(Material shown)
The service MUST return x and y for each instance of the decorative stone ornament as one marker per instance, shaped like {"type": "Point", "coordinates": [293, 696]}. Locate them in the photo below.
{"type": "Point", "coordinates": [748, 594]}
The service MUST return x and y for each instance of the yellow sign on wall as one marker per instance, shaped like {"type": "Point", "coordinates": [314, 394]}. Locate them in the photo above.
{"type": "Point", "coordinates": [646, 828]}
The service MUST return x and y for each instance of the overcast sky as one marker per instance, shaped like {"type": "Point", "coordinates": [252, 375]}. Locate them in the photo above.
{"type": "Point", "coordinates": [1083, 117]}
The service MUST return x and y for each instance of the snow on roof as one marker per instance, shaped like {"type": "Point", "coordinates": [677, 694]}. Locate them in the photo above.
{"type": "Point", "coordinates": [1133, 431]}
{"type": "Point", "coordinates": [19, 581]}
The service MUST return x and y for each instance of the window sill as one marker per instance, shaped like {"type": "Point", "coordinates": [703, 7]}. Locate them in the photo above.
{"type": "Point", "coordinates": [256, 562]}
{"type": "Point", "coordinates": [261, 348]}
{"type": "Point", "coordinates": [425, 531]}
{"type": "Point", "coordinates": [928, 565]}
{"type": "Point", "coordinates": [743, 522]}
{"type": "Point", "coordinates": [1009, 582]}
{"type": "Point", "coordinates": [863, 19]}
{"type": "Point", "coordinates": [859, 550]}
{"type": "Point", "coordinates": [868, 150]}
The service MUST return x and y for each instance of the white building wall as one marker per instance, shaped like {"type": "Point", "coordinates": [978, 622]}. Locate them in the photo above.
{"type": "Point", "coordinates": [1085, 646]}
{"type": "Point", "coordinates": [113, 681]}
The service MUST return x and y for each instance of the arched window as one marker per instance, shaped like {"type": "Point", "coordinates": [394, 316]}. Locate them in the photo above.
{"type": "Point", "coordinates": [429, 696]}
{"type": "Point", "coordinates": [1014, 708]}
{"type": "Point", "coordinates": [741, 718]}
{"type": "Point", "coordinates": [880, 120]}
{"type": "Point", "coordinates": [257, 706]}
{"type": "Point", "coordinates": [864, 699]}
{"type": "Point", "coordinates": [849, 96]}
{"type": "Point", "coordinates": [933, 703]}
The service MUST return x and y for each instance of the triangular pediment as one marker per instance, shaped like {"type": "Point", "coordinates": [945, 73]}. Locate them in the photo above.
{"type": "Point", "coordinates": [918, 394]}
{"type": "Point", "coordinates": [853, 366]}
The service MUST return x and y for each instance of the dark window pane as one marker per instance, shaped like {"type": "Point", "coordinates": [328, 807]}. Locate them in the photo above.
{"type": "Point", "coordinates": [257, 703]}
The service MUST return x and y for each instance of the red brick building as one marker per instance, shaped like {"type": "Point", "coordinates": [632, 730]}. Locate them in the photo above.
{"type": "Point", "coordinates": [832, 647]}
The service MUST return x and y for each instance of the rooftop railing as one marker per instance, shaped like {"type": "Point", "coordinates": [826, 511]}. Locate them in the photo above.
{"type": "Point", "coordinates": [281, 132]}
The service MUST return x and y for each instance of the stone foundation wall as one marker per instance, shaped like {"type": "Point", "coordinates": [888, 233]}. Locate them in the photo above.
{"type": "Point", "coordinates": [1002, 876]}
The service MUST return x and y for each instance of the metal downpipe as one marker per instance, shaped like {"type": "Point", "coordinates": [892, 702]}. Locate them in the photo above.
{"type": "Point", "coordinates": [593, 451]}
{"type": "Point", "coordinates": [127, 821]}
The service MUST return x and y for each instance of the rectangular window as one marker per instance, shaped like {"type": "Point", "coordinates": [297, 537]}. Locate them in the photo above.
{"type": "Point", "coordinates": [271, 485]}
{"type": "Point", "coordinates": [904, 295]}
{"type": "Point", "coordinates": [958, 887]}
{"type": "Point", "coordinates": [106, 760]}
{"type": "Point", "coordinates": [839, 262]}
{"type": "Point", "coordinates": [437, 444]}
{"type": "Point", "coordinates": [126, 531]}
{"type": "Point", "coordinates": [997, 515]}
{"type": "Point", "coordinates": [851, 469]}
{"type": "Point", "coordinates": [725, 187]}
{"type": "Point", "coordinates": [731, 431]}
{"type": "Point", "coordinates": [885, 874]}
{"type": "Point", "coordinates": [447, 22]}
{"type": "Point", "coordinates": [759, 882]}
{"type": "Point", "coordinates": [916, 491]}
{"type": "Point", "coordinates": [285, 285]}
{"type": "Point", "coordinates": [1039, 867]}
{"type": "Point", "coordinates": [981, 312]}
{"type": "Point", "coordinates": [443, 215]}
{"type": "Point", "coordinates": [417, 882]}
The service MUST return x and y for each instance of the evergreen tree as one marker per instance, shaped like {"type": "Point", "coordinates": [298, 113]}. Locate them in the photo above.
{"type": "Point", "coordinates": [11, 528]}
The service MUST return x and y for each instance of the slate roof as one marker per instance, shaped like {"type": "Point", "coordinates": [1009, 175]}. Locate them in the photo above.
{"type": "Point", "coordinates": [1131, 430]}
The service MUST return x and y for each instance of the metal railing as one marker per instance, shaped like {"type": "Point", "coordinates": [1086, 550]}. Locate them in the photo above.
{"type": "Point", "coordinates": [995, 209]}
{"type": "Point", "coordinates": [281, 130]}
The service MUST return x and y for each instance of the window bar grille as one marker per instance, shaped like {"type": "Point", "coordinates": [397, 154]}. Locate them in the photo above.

(What you will do) Print all the data exactly as shown above.

(Expected output)
The service MUST return x and y for each instance of the decorative stone ornament as one marker per instance, shaped like {"type": "Point", "coordinates": [293, 696]}. Locate them in the photo below.
{"type": "Point", "coordinates": [748, 594]}
The service MUST return x and y for each instance of the yellow sign on wall as one marker per instance, shaped like {"type": "Point", "coordinates": [314, 394]}. Locate them in the photo above.
{"type": "Point", "coordinates": [646, 828]}
The service MUST return x and y for each instance of the overcast sky as one marker per instance, shaped like {"type": "Point", "coordinates": [252, 375]}. Locate them in the photo above.
{"type": "Point", "coordinates": [1083, 117]}
The service MUST return x and y for each instance of the snow on roof as one marker per instance, shaped like {"type": "Point", "coordinates": [677, 694]}. Locate them in the photo above.
{"type": "Point", "coordinates": [1133, 431]}
{"type": "Point", "coordinates": [19, 581]}
The service MUST return x and y for each instance of the window sill as one marker per instance, shaped like {"type": "Point", "coordinates": [703, 7]}. Locate them in the photo above.
{"type": "Point", "coordinates": [256, 562]}
{"type": "Point", "coordinates": [261, 348]}
{"type": "Point", "coordinates": [425, 531]}
{"type": "Point", "coordinates": [928, 565]}
{"type": "Point", "coordinates": [743, 522]}
{"type": "Point", "coordinates": [1009, 582]}
{"type": "Point", "coordinates": [863, 19]}
{"type": "Point", "coordinates": [859, 550]}
{"type": "Point", "coordinates": [868, 150]}
The service MUST return x and y for each instance of the white building wall as one marker per instance, shaped like {"type": "Point", "coordinates": [978, 622]}. Locate them in the photo above.
{"type": "Point", "coordinates": [1085, 646]}
{"type": "Point", "coordinates": [113, 681]}
The service MUST return x and y for each instance of the arched window as one marker per instance, shaped like {"type": "Point", "coordinates": [394, 316]}. Locate them in the photo above.
{"type": "Point", "coordinates": [429, 696]}
{"type": "Point", "coordinates": [1014, 708]}
{"type": "Point", "coordinates": [741, 718]}
{"type": "Point", "coordinates": [880, 120]}
{"type": "Point", "coordinates": [257, 706]}
{"type": "Point", "coordinates": [864, 699]}
{"type": "Point", "coordinates": [849, 96]}
{"type": "Point", "coordinates": [933, 703]}
The service MUST return x and y for each instance of the triangular pediment as one marker per instance, shaped like {"type": "Point", "coordinates": [945, 73]}. Locate them in the photo above.
{"type": "Point", "coordinates": [918, 394]}
{"type": "Point", "coordinates": [853, 366]}
The service MUST return x and y for each instance of the dark window pane as one marker per instance, shaped like {"type": "Point", "coordinates": [328, 807]}. Locate them in the photo above.
{"type": "Point", "coordinates": [257, 703]}
The service MUST return x and y for each instance of the red brick building as one marker per instance, shaped like {"type": "Point", "coordinates": [632, 730]}. Locate them in the photo above.
{"type": "Point", "coordinates": [832, 647]}
The service MUST return x and y for each instance of the rooftop railing as one marker per instance, shaped like {"type": "Point", "coordinates": [826, 511]}. Locate them in the photo above.
{"type": "Point", "coordinates": [281, 132]}
The service MUST return x and y for each instance of the stone foundation wall as one marker per instance, shaped like {"type": "Point", "coordinates": [888, 233]}. Locate them in the photo above.
{"type": "Point", "coordinates": [1002, 876]}
The service MUST return x and y for each instance of the metal downpipe as one marker per instance, shaped like {"type": "Point", "coordinates": [892, 702]}. Locate them in the photo above.
{"type": "Point", "coordinates": [593, 451]}
{"type": "Point", "coordinates": [127, 821]}
The service MUST return x and y for each instance of the rectangular window as one marker per instance, shaped like {"type": "Point", "coordinates": [297, 537]}. Locate them in the photo above.
{"type": "Point", "coordinates": [271, 485]}
{"type": "Point", "coordinates": [904, 295]}
{"type": "Point", "coordinates": [958, 887]}
{"type": "Point", "coordinates": [106, 760]}
{"type": "Point", "coordinates": [839, 262]}
{"type": "Point", "coordinates": [437, 444]}
{"type": "Point", "coordinates": [126, 531]}
{"type": "Point", "coordinates": [997, 515]}
{"type": "Point", "coordinates": [851, 469]}
{"type": "Point", "coordinates": [725, 187]}
{"type": "Point", "coordinates": [731, 431]}
{"type": "Point", "coordinates": [885, 874]}
{"type": "Point", "coordinates": [447, 22]}
{"type": "Point", "coordinates": [759, 882]}
{"type": "Point", "coordinates": [916, 491]}
{"type": "Point", "coordinates": [285, 285]}
{"type": "Point", "coordinates": [1039, 867]}
{"type": "Point", "coordinates": [981, 312]}
{"type": "Point", "coordinates": [443, 215]}
{"type": "Point", "coordinates": [417, 882]}
The service MUST return x and y for each instance of the evergreen tree as one marker per instance, shaped like {"type": "Point", "coordinates": [298, 113]}. Locate them in the photo above.
{"type": "Point", "coordinates": [11, 528]}
The service MUST return x and y for each instance of the slate roof as one marker per instance, shaped like {"type": "Point", "coordinates": [1009, 175]}. Locate them in the photo above.
{"type": "Point", "coordinates": [1131, 430]}
The service MUST return x and y for each instance of the metal railing as one marker per instance, shaped like {"type": "Point", "coordinates": [1086, 550]}. Locate them in the photo above.
{"type": "Point", "coordinates": [995, 209]}
{"type": "Point", "coordinates": [281, 130]}
The service MUST return x and y for each instance of the window bar grille as one marker per instance, shaped like {"type": "Point", "coordinates": [397, 154]}. Locate them in the photo above.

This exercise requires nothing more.